▶ **Supplied text**
Are you getting the food he wants, or trying to make a substitute that isn't really what he wants? From your original post it sounded like he was complaining that he wanted more store bought snack food, but you think it is a waste of money, so unless he asks, you won't get it. If you know he wants it (even without him coming out and asking), why not pick it up for him? I don't know about it being more submissive, but it is being more loving. I'm glad that my husband does things for me that he knows I like even without me asking. It is just another way to show love.

Mom to Eight said...

I think it's the small things that make a difference. I know my guy and I try to please him.
Silly example...My dh loves to use a body wash with a poof. I think it's silly but you bet your socks that I have an extra bottle of body wash and I even stopped by the store for a poof when his unraveled.
Or, my dh likes to snack. I keep Virginia peanuts on hand. Once I bought dry roasted so the next day I went back and bought the right kind. I don't have to and he doesn't ask but the guy thinks I am the best wife ever and can't understand why the guys at his work HATE being marrried. This is after 8 kids and 20 years.

Anonymous said...

You are being submissive by making him whatever he wants whenever he wants it. You would be being thoughtful if you would make it before he asks.

Emily said...

Marcie, no I as talking about home-made junk food in the post. I guess I should have clarified that. We very rarely buy storebought junk food. I can see the misunderstanding now. We always have ingredients on hand for the home-made junk food, so it's not like he has to ask right before I go shopping.

Emily said...

For the record, I asked Dan his take on this discussion and he said, "How would you know what I want if I didn't ask?"

Catherine said...

My husband has a weight problem but still loves unhealthy, high cal snacks. I don't think I am doing him a favor if I loaded the house with them. I keep some munchies around, but try to moderate.

Michele said...

I agree with the posters who have said that teenagers eat A LOT!!! I have 3 sons and man can they pack away the food. We eat a lot of hearty soups and casseroles. We have our fair share of fresh fruit and veggies but good carbs sure fill up hungry teens. As to family spending; my husband and I are a team in everything. We don't make purchases unless the other agrees. I have certain kitchen appliances that make my life easier such as my grain mill which we bought the top of the line model which has paid for itself many times over. I can't see buying a sub-standard appliance if it's just going to crap out in a few months. My husband did "insist" on buying me a kitchenaide mixer for valentines day which I have been wanting for a long time. I wouldn't have bought it for myself because of the price but as he sees it I sacrifice a lot for our family and if it makes my life easier then to him it is worth it.

Marcie said...

▶ **Problem**
Condense the paragraph in the comment thread that begins "I agree with the posters who have said" into a short bulleted list that keeps its main facts. The data plays no part in this work on the comment thread.

[Region labeling data]

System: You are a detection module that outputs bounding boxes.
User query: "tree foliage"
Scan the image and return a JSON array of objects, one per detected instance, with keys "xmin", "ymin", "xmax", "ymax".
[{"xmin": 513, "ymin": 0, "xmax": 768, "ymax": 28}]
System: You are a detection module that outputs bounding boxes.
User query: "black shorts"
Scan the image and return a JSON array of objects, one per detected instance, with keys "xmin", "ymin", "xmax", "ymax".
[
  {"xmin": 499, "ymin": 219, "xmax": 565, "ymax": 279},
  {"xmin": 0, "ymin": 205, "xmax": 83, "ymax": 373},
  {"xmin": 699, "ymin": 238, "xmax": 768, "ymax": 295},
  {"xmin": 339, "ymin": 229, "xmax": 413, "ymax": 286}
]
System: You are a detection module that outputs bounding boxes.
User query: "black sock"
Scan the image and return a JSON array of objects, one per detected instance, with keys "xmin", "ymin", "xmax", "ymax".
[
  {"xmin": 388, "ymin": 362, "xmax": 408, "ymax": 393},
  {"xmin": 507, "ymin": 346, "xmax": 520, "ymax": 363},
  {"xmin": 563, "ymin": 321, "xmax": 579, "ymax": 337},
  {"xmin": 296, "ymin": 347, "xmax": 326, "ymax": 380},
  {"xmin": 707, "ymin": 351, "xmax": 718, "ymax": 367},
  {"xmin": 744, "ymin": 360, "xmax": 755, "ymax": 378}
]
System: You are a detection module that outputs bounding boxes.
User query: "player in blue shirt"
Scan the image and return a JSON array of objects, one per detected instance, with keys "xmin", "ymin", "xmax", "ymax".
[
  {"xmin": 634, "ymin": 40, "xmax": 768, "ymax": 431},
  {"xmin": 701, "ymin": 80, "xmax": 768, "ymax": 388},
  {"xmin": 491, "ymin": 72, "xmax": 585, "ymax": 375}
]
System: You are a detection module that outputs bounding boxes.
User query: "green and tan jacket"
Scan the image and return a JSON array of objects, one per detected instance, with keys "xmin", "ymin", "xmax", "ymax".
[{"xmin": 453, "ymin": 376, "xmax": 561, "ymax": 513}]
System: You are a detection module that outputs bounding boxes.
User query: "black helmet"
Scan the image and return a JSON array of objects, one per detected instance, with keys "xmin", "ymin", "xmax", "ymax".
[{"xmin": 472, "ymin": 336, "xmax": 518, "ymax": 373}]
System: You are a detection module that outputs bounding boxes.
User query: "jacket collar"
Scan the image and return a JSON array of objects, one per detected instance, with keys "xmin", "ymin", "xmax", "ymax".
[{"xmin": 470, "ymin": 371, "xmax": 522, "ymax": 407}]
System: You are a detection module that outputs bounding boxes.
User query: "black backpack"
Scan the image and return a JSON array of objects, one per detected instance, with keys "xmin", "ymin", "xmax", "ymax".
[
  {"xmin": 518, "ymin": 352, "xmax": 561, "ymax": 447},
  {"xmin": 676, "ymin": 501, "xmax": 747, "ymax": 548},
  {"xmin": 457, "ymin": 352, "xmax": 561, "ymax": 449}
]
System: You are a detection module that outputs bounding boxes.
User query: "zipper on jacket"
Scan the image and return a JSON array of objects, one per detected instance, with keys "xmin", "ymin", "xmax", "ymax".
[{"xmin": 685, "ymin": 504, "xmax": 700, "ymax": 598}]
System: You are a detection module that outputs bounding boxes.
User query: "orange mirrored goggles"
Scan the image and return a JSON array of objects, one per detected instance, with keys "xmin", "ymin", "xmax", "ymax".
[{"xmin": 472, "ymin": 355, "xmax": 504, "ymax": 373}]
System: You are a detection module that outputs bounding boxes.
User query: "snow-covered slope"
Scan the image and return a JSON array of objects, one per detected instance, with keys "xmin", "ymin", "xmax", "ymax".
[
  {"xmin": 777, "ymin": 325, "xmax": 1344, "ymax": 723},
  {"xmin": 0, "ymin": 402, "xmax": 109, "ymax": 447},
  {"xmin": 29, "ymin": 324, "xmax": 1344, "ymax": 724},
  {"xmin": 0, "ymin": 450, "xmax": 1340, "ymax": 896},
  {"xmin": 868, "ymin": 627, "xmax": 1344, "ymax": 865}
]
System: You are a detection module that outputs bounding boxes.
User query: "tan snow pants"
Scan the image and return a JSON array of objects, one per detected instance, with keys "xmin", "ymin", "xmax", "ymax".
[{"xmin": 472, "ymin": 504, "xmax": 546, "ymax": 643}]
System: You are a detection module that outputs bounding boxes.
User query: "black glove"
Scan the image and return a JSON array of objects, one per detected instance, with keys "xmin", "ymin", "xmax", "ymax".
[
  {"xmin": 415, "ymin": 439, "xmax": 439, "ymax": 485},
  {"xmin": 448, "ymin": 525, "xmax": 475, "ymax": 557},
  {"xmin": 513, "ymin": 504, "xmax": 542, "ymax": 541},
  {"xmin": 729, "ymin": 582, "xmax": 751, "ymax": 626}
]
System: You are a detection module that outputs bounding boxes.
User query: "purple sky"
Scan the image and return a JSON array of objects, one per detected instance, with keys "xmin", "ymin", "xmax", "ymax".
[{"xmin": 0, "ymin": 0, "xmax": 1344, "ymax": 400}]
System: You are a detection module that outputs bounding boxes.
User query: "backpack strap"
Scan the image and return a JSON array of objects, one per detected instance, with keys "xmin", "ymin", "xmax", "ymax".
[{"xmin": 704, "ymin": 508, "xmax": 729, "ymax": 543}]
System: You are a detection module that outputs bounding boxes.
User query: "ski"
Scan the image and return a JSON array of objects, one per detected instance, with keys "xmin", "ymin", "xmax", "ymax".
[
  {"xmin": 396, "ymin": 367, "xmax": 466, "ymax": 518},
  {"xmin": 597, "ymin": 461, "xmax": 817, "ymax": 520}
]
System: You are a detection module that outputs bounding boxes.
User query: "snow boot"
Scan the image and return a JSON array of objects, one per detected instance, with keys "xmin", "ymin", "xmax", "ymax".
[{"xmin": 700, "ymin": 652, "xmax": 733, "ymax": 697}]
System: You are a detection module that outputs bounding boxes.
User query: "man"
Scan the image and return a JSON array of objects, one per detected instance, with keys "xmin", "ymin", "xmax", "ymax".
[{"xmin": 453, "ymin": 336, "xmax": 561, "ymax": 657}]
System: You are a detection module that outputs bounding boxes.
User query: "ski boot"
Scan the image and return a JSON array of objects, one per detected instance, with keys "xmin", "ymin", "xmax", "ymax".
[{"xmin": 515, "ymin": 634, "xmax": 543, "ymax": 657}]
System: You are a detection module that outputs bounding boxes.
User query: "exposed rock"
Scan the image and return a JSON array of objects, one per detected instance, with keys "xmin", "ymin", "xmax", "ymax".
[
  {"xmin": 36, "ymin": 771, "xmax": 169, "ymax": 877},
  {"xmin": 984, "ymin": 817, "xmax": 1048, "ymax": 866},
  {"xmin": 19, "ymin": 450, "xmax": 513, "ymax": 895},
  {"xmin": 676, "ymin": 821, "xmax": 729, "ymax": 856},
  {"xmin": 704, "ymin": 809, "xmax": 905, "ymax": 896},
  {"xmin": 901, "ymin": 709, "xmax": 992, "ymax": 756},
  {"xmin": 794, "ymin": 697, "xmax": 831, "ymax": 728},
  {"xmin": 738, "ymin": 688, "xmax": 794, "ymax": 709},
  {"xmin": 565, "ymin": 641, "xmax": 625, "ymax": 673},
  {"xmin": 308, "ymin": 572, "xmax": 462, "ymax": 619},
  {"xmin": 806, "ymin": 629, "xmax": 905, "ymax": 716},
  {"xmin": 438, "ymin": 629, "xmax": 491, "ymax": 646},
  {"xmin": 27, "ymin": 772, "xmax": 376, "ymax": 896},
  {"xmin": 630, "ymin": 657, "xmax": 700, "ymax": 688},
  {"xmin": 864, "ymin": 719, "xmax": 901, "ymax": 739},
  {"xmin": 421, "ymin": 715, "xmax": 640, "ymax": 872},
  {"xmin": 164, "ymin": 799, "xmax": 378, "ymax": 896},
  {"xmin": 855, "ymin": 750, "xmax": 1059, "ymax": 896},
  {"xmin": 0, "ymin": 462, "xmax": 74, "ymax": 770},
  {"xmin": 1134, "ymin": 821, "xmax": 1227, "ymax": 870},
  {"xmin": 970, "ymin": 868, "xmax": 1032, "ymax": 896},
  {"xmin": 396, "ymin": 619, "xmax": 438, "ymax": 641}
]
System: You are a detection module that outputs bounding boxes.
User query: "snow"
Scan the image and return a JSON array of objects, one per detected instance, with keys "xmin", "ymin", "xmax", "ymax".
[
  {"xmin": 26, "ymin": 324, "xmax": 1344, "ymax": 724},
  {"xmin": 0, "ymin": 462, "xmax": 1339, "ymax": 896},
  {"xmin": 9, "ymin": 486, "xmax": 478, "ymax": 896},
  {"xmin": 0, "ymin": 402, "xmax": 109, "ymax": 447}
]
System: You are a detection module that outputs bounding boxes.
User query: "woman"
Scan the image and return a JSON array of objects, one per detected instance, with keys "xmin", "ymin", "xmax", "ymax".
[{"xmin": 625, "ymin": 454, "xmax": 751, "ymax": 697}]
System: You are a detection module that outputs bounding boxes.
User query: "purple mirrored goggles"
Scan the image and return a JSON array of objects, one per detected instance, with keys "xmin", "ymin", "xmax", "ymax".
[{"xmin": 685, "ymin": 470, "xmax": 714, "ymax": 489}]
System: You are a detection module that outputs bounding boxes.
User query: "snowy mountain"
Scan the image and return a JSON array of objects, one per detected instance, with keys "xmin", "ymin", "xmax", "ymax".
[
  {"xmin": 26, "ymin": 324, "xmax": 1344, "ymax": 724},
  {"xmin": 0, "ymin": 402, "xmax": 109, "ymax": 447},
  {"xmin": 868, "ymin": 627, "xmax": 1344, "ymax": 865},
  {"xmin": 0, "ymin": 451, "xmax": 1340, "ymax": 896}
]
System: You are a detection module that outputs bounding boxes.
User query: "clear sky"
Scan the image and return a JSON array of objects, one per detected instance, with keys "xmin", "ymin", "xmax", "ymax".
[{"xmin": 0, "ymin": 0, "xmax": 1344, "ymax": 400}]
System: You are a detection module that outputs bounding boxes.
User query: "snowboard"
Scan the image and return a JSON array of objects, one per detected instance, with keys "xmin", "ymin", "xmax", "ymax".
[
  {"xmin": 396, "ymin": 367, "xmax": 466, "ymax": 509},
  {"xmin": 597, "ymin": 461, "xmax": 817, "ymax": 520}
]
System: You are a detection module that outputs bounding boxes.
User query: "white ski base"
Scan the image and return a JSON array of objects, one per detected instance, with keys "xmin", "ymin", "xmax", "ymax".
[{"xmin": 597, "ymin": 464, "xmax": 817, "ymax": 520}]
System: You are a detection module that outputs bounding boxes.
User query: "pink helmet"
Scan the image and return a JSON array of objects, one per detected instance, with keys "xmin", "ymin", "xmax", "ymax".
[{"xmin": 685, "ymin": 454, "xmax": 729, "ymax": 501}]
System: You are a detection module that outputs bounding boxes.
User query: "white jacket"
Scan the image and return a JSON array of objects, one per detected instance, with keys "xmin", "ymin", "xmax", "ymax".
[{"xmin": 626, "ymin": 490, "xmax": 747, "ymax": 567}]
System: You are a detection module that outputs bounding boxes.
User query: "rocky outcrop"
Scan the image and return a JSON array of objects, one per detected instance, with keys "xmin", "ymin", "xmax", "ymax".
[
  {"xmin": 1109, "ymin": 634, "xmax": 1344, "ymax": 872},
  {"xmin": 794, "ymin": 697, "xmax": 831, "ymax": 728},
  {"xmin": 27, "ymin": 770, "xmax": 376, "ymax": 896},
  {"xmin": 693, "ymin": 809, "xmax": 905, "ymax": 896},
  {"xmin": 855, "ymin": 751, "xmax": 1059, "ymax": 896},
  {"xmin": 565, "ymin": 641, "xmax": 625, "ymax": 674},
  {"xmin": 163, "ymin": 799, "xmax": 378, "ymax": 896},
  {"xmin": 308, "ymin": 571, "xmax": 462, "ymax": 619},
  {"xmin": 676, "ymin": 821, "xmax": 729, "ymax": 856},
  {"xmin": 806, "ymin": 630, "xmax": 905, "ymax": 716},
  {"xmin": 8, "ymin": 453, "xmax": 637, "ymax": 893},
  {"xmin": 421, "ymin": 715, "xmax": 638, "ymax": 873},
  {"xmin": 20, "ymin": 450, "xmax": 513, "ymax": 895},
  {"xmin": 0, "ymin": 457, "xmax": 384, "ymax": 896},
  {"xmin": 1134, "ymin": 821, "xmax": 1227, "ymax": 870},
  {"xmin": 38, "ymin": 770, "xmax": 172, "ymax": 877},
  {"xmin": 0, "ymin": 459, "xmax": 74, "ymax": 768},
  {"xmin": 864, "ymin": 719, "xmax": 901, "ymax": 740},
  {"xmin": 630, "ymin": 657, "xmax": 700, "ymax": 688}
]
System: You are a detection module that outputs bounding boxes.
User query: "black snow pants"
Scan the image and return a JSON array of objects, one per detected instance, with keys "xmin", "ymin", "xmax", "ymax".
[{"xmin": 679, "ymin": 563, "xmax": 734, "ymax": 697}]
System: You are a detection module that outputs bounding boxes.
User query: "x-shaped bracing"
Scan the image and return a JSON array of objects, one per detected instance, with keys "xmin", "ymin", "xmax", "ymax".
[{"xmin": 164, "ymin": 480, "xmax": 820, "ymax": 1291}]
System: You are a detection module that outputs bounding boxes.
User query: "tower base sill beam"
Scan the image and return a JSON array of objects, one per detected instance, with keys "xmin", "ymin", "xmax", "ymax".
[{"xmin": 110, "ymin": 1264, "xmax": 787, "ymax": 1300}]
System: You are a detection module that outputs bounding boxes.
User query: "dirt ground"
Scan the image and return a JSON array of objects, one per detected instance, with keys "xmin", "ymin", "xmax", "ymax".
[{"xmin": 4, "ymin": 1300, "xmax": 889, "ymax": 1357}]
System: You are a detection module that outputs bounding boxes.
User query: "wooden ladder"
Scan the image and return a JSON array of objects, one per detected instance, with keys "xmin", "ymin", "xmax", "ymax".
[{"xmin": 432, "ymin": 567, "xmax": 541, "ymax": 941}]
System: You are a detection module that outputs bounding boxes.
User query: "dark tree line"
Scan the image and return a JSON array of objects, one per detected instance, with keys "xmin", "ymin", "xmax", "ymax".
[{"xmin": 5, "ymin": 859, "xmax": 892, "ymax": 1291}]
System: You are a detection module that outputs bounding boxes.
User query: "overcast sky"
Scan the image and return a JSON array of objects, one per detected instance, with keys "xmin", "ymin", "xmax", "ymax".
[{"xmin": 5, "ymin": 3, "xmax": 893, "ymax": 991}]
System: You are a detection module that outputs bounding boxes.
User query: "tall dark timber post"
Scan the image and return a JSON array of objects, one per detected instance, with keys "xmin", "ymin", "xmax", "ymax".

▶ **Written response**
- Teenagers eat a lot; the writer's three sons eat large amounts of food.
- The family eats hearty soups and casseroles, fresh fruit and vegetables, and good carbs that fill up hungry teens.
- The writer and her husband act as a team and make no purchases unless both agree.
- They bought a top-of-the-line grain mill, which has paid for itself many times over; she sees no point in buying a substandard appliance that breaks within months.
- Her husband insisted on buying her a mixer she had long wanted for Valentine's Day. She would not have bought it herself because of the price, but he felt it was worth it because she sacrifices a lot for the family and it makes her life easier.